THE PROBLEM ▸ Please turn the rows below into a numbered list, starting with the line containing "Mark the innermost point of each instance of the black" and continuing through the last row, with both ends included. Leave out any blank lines.

Location identification entries ▸
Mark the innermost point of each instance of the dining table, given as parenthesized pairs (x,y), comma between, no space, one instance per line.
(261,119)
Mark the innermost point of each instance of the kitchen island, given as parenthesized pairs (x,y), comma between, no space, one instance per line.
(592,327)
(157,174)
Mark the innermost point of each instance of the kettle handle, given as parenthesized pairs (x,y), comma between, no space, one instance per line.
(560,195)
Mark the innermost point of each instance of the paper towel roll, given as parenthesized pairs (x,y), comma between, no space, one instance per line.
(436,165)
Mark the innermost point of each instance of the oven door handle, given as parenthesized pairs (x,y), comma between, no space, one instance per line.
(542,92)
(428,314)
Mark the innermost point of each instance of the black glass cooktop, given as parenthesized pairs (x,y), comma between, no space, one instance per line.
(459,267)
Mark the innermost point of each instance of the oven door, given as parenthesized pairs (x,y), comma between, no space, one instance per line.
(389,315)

WORKED ANSWER ▸
1. Mark the innermost point of each instance of the black glass cooktop, given as parenthesized pairs (x,y), comma between, no space, one instance per line.
2. (459,267)
3. Mark the innermost point of each instance of the oven door, given as parenthesized pairs (x,y), comma between, no space, one instance per line.
4. (389,315)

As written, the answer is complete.